• [Instructions for the task] Reproduce the whole of the data exactly.

• [Provided records]
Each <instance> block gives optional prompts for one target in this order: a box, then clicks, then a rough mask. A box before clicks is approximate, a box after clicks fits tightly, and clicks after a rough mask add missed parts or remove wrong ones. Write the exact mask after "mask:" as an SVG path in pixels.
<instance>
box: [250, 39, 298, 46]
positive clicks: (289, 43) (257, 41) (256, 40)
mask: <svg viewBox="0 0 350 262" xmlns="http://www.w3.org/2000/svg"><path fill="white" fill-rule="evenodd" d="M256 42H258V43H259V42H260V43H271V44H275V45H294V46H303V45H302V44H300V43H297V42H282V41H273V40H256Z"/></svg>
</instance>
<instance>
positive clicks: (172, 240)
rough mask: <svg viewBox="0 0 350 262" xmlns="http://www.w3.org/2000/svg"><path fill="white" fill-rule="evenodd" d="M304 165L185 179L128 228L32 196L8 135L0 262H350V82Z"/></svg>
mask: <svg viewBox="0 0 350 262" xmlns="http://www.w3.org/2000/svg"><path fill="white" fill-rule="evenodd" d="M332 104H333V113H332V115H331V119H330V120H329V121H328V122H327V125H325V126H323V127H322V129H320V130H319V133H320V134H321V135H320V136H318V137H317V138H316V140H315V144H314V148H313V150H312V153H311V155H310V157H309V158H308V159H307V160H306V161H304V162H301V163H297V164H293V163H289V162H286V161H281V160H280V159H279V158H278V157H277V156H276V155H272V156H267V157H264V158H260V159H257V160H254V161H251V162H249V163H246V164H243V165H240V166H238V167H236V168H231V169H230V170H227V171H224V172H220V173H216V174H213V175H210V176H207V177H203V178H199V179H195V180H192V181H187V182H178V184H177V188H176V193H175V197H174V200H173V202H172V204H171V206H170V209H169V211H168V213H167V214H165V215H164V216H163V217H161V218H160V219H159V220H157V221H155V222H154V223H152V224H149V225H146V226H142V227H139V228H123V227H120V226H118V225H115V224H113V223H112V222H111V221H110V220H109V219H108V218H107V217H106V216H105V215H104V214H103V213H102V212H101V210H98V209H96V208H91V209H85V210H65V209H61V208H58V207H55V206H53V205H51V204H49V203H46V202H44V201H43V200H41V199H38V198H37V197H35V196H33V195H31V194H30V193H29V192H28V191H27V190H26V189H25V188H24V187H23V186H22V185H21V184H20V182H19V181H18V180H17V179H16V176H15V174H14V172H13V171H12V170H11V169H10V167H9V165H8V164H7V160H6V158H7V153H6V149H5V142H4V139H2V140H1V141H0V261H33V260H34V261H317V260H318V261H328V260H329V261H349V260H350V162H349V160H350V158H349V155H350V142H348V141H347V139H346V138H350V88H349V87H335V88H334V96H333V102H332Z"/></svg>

• [Your solution]
Each <instance> block gives optional prompts for one target in this order: a box, then clicks, then a rough mask. A box before clicks is approximate, a box after clicks fits tightly, and clicks after a rough mask add missed parts or remove wrong ones. Write the exact mask after "mask:" as an SVG path in pixels.
<instance>
box: [250, 39, 298, 46]
positive clicks: (289, 43) (257, 41) (256, 40)
mask: <svg viewBox="0 0 350 262" xmlns="http://www.w3.org/2000/svg"><path fill="white" fill-rule="evenodd" d="M256 42H258V43H259V42H260V43H271V44H275V45H294V46H303V45H302V44H300V43H297V42H282V41H273V40H256Z"/></svg>
</instance>
<instance>
positive clicks: (172, 240)
rough mask: <svg viewBox="0 0 350 262" xmlns="http://www.w3.org/2000/svg"><path fill="white" fill-rule="evenodd" d="M304 165L185 179L128 228L32 196L8 135L0 262H350V82Z"/></svg>
mask: <svg viewBox="0 0 350 262" xmlns="http://www.w3.org/2000/svg"><path fill="white" fill-rule="evenodd" d="M332 104H333V113H332V115H331V119H330V120H329V121H328V122H327V125H325V126H323V127H322V129H320V130H319V133H320V134H321V135H320V136H318V137H317V138H316V140H315V144H314V148H313V150H312V153H311V155H310V157H309V158H308V159H307V160H306V161H304V162H301V163H297V164H293V163H289V162H286V161H281V160H280V159H279V158H278V157H277V156H276V155H272V156H267V157H264V158H260V159H257V160H254V161H251V162H249V163H246V164H243V165H240V166H238V167H236V168H231V169H230V170H227V171H224V172H220V173H216V174H213V175H210V176H207V177H203V178H199V179H195V180H192V181H187V182H178V184H177V188H176V193H175V197H174V200H173V202H172V204H171V206H170V209H169V211H168V213H167V214H165V215H164V216H163V217H161V218H160V219H159V220H157V221H155V222H154V223H152V224H149V225H146V226H142V227H139V228H123V227H120V226H118V225H115V224H113V223H112V222H111V221H110V220H109V219H108V218H107V217H106V216H105V215H104V214H103V213H102V212H101V210H98V209H96V208H91V209H85V210H65V209H61V208H58V207H55V206H53V205H51V204H49V203H46V202H44V201H43V200H41V199H38V198H37V197H35V196H33V195H31V194H30V193H29V192H28V191H27V190H26V189H25V188H24V187H23V186H22V185H21V184H20V182H19V181H18V180H17V179H16V176H15V174H14V172H13V171H12V170H11V169H10V167H9V165H8V164H7V160H6V158H7V153H6V149H5V142H4V139H2V140H1V141H0V261H33V260H34V261H317V260H318V261H328V260H329V261H349V260H350V162H349V160H350V158H349V155H350V142H348V141H347V139H346V138H350V88H349V87H335V88H334V96H333V102H332Z"/></svg>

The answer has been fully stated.